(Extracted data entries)

%%

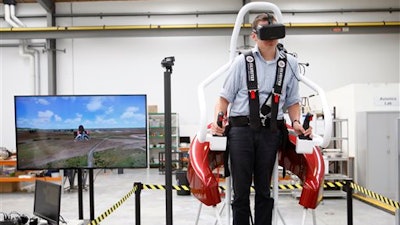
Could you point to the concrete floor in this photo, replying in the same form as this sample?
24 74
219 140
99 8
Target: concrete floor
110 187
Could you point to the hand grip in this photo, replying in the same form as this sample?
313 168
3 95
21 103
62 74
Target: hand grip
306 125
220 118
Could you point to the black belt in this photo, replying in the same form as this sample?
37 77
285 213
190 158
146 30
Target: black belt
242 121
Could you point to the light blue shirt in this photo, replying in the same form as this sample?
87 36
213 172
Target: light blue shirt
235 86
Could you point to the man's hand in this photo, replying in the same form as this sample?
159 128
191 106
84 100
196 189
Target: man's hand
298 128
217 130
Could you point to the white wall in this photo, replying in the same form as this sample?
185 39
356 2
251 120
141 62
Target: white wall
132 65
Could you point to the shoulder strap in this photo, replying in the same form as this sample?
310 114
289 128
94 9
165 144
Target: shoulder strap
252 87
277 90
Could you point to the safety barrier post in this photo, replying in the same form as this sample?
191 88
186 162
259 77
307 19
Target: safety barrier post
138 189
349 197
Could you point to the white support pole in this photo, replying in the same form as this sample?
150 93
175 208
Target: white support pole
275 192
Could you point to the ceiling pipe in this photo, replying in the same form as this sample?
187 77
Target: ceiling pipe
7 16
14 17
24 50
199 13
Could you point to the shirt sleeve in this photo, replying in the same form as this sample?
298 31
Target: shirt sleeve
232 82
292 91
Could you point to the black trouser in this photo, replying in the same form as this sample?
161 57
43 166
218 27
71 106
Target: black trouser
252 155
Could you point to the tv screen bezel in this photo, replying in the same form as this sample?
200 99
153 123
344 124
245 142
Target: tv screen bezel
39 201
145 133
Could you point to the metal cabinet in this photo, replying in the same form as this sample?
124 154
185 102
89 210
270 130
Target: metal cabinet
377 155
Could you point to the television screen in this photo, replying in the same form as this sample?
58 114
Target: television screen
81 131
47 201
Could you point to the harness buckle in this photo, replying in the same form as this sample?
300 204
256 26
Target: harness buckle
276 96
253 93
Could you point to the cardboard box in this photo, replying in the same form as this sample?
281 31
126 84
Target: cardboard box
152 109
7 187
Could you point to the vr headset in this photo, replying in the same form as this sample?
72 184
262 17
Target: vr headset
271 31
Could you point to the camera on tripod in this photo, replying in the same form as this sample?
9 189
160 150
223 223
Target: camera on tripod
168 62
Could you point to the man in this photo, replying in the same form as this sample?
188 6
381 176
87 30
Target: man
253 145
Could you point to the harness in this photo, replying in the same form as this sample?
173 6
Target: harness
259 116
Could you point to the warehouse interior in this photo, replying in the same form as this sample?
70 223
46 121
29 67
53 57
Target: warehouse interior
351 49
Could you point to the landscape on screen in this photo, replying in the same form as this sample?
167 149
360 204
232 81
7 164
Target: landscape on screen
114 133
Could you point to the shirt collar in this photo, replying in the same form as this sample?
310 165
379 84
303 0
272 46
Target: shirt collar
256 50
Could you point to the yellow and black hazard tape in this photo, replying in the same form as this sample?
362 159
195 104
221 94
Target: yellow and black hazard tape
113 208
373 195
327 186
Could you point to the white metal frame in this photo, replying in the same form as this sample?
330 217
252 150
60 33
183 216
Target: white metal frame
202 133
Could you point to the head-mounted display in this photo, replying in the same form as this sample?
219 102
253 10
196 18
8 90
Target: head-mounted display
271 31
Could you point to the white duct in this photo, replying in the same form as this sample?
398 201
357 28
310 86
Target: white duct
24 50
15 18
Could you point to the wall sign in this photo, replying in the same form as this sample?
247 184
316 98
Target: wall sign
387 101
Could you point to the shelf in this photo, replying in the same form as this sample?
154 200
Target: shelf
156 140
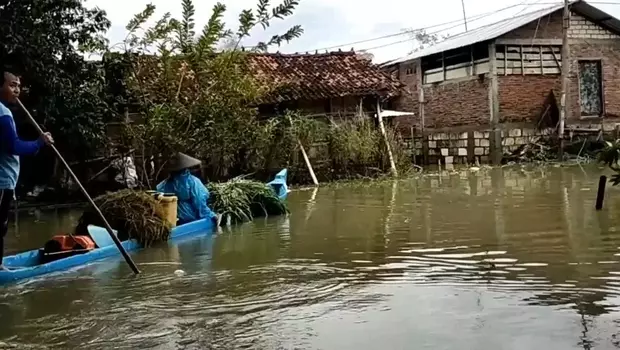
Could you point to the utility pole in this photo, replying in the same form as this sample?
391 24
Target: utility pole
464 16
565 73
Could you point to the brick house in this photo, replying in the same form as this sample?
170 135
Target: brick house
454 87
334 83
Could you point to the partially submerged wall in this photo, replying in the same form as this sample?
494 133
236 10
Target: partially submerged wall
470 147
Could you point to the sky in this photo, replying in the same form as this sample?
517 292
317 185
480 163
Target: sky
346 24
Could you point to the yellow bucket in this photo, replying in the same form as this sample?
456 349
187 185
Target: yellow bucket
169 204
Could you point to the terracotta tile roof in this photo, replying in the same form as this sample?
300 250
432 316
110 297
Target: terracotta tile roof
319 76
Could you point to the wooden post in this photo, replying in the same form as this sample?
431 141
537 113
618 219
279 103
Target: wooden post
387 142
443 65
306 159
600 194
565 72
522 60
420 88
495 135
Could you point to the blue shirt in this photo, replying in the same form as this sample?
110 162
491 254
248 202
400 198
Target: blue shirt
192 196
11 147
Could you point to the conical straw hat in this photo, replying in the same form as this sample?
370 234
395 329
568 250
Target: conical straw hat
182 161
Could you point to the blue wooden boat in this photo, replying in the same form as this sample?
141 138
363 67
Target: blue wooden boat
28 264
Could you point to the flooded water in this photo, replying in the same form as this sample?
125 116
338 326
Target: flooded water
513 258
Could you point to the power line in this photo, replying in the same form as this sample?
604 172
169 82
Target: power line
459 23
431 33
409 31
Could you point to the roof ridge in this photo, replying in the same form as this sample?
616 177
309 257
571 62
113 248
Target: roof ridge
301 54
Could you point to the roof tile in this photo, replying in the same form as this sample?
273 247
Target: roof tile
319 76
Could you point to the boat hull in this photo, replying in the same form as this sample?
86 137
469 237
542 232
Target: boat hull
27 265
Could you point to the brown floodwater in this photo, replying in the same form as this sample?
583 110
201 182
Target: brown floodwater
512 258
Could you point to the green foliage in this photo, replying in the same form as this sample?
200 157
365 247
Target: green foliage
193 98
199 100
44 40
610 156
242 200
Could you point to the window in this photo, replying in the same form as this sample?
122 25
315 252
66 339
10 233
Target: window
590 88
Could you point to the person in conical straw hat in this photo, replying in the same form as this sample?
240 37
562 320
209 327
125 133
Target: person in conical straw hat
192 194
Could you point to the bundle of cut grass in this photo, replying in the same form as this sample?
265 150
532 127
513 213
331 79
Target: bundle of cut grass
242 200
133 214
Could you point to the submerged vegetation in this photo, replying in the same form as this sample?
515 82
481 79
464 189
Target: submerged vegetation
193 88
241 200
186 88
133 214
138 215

%%
%%

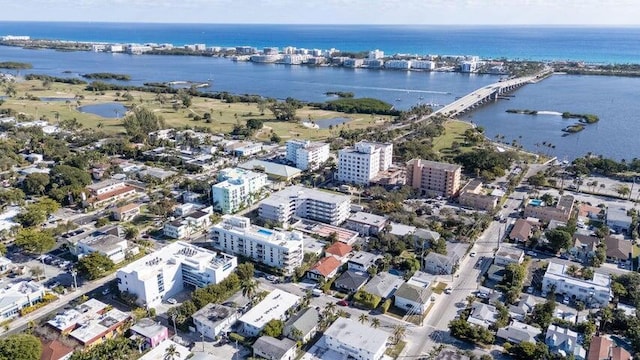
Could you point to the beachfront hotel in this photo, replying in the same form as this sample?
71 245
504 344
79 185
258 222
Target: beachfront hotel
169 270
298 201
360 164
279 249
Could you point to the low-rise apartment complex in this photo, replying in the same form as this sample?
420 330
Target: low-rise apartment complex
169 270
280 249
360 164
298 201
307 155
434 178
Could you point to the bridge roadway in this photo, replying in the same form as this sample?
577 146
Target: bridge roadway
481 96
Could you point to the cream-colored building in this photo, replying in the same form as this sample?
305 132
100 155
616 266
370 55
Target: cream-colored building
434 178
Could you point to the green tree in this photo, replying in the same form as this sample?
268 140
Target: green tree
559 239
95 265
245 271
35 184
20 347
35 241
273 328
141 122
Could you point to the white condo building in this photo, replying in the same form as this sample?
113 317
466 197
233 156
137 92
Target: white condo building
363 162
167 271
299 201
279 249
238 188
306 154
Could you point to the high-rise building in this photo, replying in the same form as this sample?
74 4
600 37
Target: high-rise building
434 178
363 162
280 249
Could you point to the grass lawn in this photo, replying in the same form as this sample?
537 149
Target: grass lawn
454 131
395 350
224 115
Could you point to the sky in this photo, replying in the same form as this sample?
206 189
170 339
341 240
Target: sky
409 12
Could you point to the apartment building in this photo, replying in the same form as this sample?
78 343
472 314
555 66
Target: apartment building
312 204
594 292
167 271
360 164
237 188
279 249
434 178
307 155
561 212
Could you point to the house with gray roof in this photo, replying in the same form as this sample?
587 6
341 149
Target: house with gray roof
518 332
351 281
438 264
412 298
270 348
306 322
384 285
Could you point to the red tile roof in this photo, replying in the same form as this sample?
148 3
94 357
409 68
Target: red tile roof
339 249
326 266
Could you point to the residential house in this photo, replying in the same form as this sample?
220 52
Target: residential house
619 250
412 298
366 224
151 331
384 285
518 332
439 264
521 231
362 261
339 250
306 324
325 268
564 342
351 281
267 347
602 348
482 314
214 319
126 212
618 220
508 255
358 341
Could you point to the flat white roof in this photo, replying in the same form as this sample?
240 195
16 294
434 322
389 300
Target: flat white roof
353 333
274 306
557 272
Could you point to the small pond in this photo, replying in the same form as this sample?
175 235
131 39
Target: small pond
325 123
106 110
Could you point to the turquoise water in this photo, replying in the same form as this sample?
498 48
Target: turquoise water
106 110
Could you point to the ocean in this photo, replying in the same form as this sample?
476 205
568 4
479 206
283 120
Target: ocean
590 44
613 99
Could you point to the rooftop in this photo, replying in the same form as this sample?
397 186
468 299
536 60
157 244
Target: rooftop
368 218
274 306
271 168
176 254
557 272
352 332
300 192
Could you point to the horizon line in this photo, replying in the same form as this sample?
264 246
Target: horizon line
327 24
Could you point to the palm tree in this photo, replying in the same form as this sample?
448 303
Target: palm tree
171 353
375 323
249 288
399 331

%%
%%

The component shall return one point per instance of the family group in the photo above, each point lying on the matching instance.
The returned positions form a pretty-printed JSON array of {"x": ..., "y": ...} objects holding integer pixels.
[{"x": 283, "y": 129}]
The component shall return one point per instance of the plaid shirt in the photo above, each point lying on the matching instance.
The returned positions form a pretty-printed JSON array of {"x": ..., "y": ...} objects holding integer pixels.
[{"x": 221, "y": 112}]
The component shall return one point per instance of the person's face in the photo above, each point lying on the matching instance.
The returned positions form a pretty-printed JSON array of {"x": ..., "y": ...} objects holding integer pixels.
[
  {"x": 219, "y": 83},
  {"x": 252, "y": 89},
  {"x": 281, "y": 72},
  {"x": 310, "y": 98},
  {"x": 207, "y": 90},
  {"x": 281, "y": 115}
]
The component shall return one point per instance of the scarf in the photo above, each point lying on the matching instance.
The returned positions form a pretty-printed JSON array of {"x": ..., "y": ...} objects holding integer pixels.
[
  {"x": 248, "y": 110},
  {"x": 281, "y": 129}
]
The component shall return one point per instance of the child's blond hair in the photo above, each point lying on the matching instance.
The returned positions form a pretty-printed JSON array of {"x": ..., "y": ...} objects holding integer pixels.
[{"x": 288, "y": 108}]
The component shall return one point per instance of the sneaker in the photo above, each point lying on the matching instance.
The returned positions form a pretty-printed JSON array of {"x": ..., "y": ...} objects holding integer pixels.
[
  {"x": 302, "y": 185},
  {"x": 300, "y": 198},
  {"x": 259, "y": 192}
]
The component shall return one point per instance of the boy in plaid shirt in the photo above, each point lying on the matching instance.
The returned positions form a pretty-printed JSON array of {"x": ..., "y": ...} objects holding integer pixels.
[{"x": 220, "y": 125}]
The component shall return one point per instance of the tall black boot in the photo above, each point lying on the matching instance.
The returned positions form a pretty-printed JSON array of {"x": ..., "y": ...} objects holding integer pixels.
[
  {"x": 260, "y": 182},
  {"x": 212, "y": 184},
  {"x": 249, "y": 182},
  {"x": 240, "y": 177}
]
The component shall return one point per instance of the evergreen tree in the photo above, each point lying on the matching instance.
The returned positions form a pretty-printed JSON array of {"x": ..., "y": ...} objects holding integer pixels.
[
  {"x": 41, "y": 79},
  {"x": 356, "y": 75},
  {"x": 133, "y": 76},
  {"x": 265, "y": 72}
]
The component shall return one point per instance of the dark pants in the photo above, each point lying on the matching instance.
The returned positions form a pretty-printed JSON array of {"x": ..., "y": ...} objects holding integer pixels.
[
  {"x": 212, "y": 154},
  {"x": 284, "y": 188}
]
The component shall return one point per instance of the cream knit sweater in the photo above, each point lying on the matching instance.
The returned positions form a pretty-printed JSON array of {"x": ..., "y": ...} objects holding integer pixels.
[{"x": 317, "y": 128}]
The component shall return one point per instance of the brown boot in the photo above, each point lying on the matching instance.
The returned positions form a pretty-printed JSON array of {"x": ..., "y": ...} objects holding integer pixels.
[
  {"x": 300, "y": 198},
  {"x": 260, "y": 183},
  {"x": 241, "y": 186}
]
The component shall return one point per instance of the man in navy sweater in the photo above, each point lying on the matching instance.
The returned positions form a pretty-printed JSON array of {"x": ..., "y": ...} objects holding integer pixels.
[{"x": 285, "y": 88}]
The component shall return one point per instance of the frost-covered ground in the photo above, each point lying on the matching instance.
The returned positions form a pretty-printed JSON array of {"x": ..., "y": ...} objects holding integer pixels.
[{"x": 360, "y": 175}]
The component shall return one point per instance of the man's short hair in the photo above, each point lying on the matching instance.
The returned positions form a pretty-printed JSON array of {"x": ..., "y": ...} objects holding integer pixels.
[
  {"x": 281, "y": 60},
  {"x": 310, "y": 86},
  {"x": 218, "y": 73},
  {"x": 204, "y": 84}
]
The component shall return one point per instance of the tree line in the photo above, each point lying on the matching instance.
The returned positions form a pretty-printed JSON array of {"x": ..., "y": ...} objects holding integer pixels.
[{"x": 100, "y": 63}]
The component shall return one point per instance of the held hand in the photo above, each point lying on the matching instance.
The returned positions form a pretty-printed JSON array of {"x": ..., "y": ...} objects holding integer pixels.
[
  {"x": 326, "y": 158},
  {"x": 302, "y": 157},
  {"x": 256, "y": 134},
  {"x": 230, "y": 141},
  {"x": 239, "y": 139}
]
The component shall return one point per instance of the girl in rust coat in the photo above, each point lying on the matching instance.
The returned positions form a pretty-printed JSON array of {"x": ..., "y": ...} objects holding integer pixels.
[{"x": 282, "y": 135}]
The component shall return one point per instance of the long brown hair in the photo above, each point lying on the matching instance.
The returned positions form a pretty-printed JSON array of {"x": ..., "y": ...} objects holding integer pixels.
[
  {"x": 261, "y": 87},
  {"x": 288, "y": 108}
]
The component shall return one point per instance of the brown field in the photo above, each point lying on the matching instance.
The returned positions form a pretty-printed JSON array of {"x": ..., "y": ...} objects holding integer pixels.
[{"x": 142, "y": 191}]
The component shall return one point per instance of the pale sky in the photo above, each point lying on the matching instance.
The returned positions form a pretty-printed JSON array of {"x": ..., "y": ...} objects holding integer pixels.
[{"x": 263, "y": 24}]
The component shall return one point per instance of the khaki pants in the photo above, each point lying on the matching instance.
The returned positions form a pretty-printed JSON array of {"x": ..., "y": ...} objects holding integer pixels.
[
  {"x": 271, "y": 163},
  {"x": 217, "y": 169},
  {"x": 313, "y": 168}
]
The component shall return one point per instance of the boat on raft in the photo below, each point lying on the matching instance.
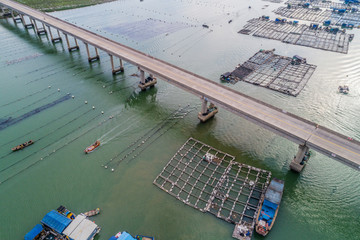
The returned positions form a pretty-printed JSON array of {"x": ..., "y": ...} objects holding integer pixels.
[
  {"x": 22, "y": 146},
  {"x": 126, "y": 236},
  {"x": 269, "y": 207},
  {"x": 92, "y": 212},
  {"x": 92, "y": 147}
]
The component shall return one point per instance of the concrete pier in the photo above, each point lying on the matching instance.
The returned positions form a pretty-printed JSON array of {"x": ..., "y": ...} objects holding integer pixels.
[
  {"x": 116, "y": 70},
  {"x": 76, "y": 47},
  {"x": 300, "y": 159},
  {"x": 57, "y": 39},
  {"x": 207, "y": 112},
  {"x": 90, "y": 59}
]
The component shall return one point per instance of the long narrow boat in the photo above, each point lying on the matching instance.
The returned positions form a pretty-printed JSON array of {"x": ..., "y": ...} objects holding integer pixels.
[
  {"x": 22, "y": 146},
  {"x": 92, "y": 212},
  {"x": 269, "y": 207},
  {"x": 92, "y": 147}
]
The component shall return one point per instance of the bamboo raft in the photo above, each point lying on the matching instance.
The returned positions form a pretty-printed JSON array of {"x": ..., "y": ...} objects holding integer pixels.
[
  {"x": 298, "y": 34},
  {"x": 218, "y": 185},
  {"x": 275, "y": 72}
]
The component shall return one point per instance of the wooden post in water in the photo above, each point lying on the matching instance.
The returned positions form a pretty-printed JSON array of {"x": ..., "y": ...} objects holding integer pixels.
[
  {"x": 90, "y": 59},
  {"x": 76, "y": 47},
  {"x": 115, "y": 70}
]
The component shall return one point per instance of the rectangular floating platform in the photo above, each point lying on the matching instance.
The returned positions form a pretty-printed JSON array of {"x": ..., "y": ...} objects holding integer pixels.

%%

Challenge: Identify every line in the listing above that contains the string "interior", matching case exactly, and copy each of those lines.

Output for this exercise:
Could you point to the warehouse interior in this photo, replying in the same form as this sample?
Target: warehouse interior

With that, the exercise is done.